Text section:
We can see that 60% (6/10) of the least viewed videos are YouTube shorts, this analysis considers both full-length videos and shorts in the same category.

A violin plot can let us visualize the distribution of the views of all the channel's videos.

In [21]:
# Creates violin plot and sets x and y values
ax = sns.violinplot(
    x = video_df['viewCount'], 
    color = 'mediumseagreen', 
    cut = 0
)
# Set transparency (alpha)
plt.setp(ax.collections, alpha=.5)
# Divides x-axis values by 1,000,000 to convert views to millions
ax.xaxis.set_major_formatter(ticker.FuncFormatter(lambda x, pos:'{:,.0f}'.format(x/1000000) + ' M'))
# Labels
plt.xlabel('Views', fontsize='30', labelpad=20)
plt.ylabel('')
# Title
plt.title('Views Across Videos', fontsize='40', pad=30)
# y-axis values size
plt.rc('ytick', labelsize=20)

Let's also calculate the mean, median, max, and minimum values of the views.

In [22]:
# Creates dataframe with views values
views_data = [{"Mean" : format(video_df['viewCount'].mean()/1000000,".2f"),
               "Median" : format(video_df['viewCount'].median() / 1000000,".2f"),
               "Max" : format(video_df['viewCount'].max() / 1000000,".2f"),
               "Min" : format(video_df['viewCount'].min() / 1000000,".2f")
}]

pd.DataFrame(views_data).style.set_caption("Views in Millions")
Out[22]:
Views in Millions
  Mean Median Max Min
0 12.77 10.43 88.46 0.89

Now we'll visualize the relationship between views and likes as well as comments per video.

Position annotation records
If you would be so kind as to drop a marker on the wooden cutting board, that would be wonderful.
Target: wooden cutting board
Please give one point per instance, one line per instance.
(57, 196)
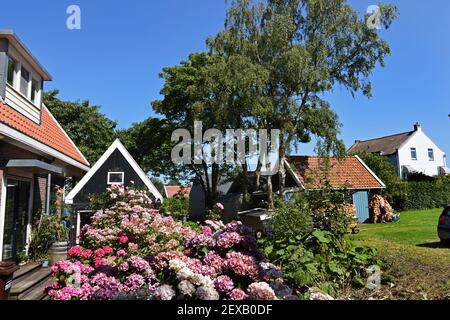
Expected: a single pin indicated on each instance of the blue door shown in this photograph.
(361, 202)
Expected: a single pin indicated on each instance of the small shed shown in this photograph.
(115, 167)
(350, 173)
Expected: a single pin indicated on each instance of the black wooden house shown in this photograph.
(115, 167)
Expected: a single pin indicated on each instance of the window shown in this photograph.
(413, 154)
(34, 90)
(11, 71)
(25, 78)
(430, 154)
(115, 177)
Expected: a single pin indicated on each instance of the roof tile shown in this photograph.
(347, 173)
(48, 132)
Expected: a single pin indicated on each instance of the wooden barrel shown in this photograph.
(58, 251)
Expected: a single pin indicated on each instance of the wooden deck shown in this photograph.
(29, 282)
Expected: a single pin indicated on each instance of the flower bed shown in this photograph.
(131, 249)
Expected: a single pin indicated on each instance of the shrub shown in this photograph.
(46, 230)
(131, 251)
(434, 193)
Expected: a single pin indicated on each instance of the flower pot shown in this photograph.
(58, 251)
(7, 269)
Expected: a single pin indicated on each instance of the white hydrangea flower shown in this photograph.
(207, 293)
(177, 264)
(184, 274)
(186, 288)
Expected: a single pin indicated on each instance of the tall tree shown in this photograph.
(90, 130)
(307, 48)
(149, 144)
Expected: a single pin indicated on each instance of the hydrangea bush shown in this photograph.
(131, 248)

What you need to do:
1. Check each statement against the YouTube views analysis and answer yes or no, quoting the words from the analysis that decide it.
(a) The analysis places YouTube shorts and full-length videos in separate categories.
(b) The violin plot is drawn in the color mediumseagreen.
(c) The x-axis of the violin plot shows views in thousands.
2. Please extend the YouTube views analysis, starting right after its final sentence.

Answers given:
1.
(a) No: "this analysis considers both full-length videos and shorts in the same category"
(b) Yes: "color = 'mediumseagreen',"
(c) No: "Divides x-axis values by 1,000,000 to convert views to millions"

2.
In [23]:
# Creates scatter plot and sets x and y values, as well as hue and size parameters
ax = sns.scatterplot(
    data = video_df, 
    x = 'viewCount', 
    y = 'likeCount', 
    hue = 'commentCount', 
    size = 'commentCount', 
    sizes = (10, 550), 
    palette = 'crest'
)
# Divides x-axis values by 1,000,000 to convert views to millions
ax.xaxis.set_major_formatter(ticker.FuncFormatter(lambda x, pos:'{:,.0f}'.format(x/1000000) + ' M'))
# Divides y-axis values by 1,000 to convert likes to thousands
ax.yaxis.set_major_formatter(ticker.FuncFormatter(lambda y, pos:'{:,.0f}'.format(y/1000) + ' K'))
# Title
plt.title('Views, Likes, and Comments', fontsize='40', pad=30)
# Labels
plt.xlabel('Views', fontsize='25', labelpad=20)
plt.ylabel('Likes', fontsize='25', labelpad=20)
# Legend
plt.legend(title='Comments', fontsize='15', title_fontsize='20')
Out[23]:
<matplotlib.legend.Legend at 0x15e5aa6d0>

From this scatterplot we can see that there is a positive correlation between the views a video has and its amount of likes and comments. This makes sense as videos with more views have a higher amount of viewers that can interact with it.

Two videos seem to have some interesting data:

  1. 'The Egg - A Short Story' has an outstanding number of comments and likes in regards to its views.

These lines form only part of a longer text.